------ Input ------
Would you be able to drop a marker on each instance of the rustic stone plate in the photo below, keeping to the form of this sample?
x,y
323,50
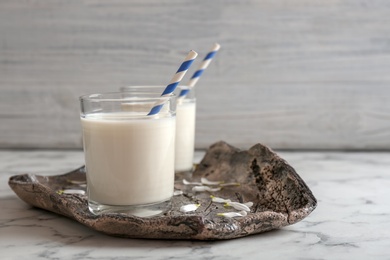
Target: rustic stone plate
x,y
279,195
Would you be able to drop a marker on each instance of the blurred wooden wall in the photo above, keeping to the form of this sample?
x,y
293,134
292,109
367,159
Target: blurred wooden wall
x,y
304,74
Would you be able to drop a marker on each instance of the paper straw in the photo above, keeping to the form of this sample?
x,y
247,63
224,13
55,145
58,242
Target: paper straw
x,y
205,63
174,81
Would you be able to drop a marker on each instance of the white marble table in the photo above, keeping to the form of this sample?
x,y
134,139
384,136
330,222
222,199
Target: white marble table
x,y
352,220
------
__Problem to work on__.
Keep every word of the records and none of the pictures when you print them again.

__Solution to this exercise__.
Would you be able to drop a marker on each instance of the rustic stone plate in the photo below, keeping to the form of this sample?
x,y
323,50
Target: rustic stone plate
x,y
279,195
Would you be able to drop a marker on each instance of the blurred wooden wall in the photo above, keeping to the form of this sample?
x,y
293,134
292,109
367,159
Target: blurred wooden wall
x,y
304,74
Would you be able to drop a marker on each instance of the paper straw in the photo above, keeping to the form of this sample?
x,y
247,63
224,13
55,145
58,242
Target: paper straw
x,y
205,63
174,81
Would you be able to drop a marker on each instance of the white marble table in the photo above, keeping to the form of this sample?
x,y
134,139
384,136
330,222
222,199
Target: white marble table
x,y
352,220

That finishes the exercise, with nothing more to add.